*** EXCERPTED PASSAGE
Driving along a country lane near Borough Green (Kent) at the weekend, my partner found a small egg farmer selling his ‘mixed’ eggs at the gate. For £1.20 the half-dozen, you were sold a collection of pale blue bantam’s or pullet’s eggs, to white shelled and dark brown varieties – one almost as dark as a French Maron.
The news media is screaming about eggs being +£1.50 for six in the supermarket. I know better than most how the food business is tiered with margin grabbers – far too many people between the field and the shop, all expecting a cut on the farmers’ efforts for doing not much more than holding a ‘phone to their ear in a noisy trader’s office every day.
In Holland, Albert Heijn (the country’s largest supermarket chain) went 100% free range on eggs some 15 years ago. Holland is a major producer of eggs and not known for being a leader on farm animal welfare – but with eggs, Heijn cut through and made history. By 100%, they included any product in store which has eggs as an ingredient too. Slowly others followed and, in the UK, M&S led the pack and Waitrose followed on behind a year or more later.
******
## EXERCISE INSTRUCTIONS:
1) Answer these questions from the passage on egg prices and free-range eggs:
(a) What did half a dozen mixed eggs cost at the farm gate near Borough Green?
(b) Which supermarket chain in Holland went 100% free range on eggs?
(c) In the UK, which retailer led the pack, and which one followed on behind?
2) Extend the passage on egg prices and free-range eggs, starting after its final sentence.
The material that comes after this text is separate from it.
*** AVAILABLE DATA
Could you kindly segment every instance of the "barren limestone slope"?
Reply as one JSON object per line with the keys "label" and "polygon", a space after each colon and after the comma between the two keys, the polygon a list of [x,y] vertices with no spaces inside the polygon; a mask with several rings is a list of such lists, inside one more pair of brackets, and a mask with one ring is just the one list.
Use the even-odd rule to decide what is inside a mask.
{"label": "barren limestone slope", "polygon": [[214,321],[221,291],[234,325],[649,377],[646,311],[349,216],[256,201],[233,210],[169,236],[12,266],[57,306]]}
******
## TASK ANSWERS:
1)
(a) £1.20
(b) Albert Heijn
(c) M&S led the pack, and Waitrose followed.

2)
This all matters because eggs are at the core of Blue Collar Gastronomy. A fine egg is a fine food. That they have become a commodity is all the worse for us all. With no Government department or other advisory body to counsel our farmers on the essential matter of taste, how are they meant to know better in a culture that is largely devoid of gastronomic aspiration – indeed a culture which still frowns on the very idea.
Food in the UK is for looking at – witness the ‘sleb chefs on TV and their formulaic best selling cookbooks. It’s not for making, with the exception of the small but growing band of Blue Collar Gastronauts, most of whom don’t even know they’ve enrolled to the cause.
Do this for me – it’s an inexpensive exercise. Make yourself two boiled eggs – one excellent one and one a commodity egg. Boil for 5 minutes and taste. Fry, scramble or make an omelette if you prefer – the result will be as over-whelmingly conclusive. You’ll never want to eat a commodity egg again – and with that, the hen, the farmer and the shopkeeper will benefit too. Eggs are too cheap to buy a poor one.
A fresh, fine egg is one that holds itself together on a plate when cracked – the white (albumen) should be firm and the yolk yellow verging on the orange. Forget all the stuff about floating them to check for freshness – it’s not exact science anyway.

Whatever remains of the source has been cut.